**Set task a:** Print the stretch of the post on finding art inspiration online from "I highly recommend" up to and including "me in 2015.", word for word.

**Selected extract:**
Where do you go to find inspiration online? Twitter? Facebook? Instagram? Flickr? Websites? Possibly a combination of some of those? I’m going through all the artwork and artists that I’ve faved the past year. That means re-looking at all my Instagram likes, Twitter favs, Pinterest pins.
I highly recommend that everyone look back at all their favs and pins from the past year. You spent all the time liking things, why not review what you liked? Maybe you can even make a compilation of the things that inspired you this year. I’m writing a blog post of the 20 artists that inspired me in 2015.
My #1 source for discovering art?
It’s not Instagram. It’s certainly not Twitter. It’s not even Flickr or Facebook. My inspiration comes from the websites in my RSS reader. That’s right. Good old fashioned websites. About 35 websites to be exact (a couple years ago it counted up to 60 sources). Most of my time visiting these sites are not in front of my laptop at home or work–it’s actually on my iPhone while riding the train. The hype that people online usage is increasingly mobile these days is certainly true! Using an RSS reader on my iPhone, I save interesting art articles and images by emailing them to my Evernote account. Evernote becomes my warehouse of ideas.
Second place for inspiration is Pinterest. It’s a bit easier to find creative projects when every single pin is classified onto a specific topic-based board. Twitter and Instagram are a bit too noisy to really find visual inspiration. Specifically for art projects. Not just cool photography, but actual art.

(Saved entries)
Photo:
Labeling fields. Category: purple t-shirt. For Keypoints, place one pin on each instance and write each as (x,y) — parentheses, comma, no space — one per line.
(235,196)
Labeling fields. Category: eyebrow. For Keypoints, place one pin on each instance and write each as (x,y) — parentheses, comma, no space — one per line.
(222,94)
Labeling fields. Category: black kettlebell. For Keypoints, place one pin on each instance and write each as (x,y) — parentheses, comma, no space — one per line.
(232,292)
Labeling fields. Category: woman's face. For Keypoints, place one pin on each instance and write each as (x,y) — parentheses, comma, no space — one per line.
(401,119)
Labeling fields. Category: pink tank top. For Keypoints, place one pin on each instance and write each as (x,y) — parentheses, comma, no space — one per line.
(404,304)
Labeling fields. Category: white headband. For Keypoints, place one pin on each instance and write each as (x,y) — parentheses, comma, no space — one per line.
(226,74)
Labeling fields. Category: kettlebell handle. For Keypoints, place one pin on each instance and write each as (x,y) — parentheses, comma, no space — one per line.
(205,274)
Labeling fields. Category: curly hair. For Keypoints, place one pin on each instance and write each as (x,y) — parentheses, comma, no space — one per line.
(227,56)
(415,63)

**Set task b:** Output the lines of the Saved entries listing word for word, from the line containing "Labeling fields. Category: white" up to and including the last line of the listing.

**Written response a:**
I highly recommend that everyone look back at all their favs and pins from the past year. You spent all the time liking things, why not review what you liked? Maybe you can even make a compilation of the things that inspired you this year. I’m writing a blog post of the 20 artists that inspired me in 2015.

**Written response b:**
Labeling fields. Category: white headband. For Keypoints, place one pin on each instance and write each as (x,y) — parentheses, comma, no space — one per line.
(226,74)
Labeling fields. Category: kettlebell handle. For Keypoints, place one pin on each instance and write each as (x,y) — parentheses, comma, no space — one per line.
(205,274)
Labeling fields. Category: curly hair. For Keypoints, place one pin on each instance and write each as (x,y) — parentheses, comma, no space — one per line.
(227,56)
(415,63)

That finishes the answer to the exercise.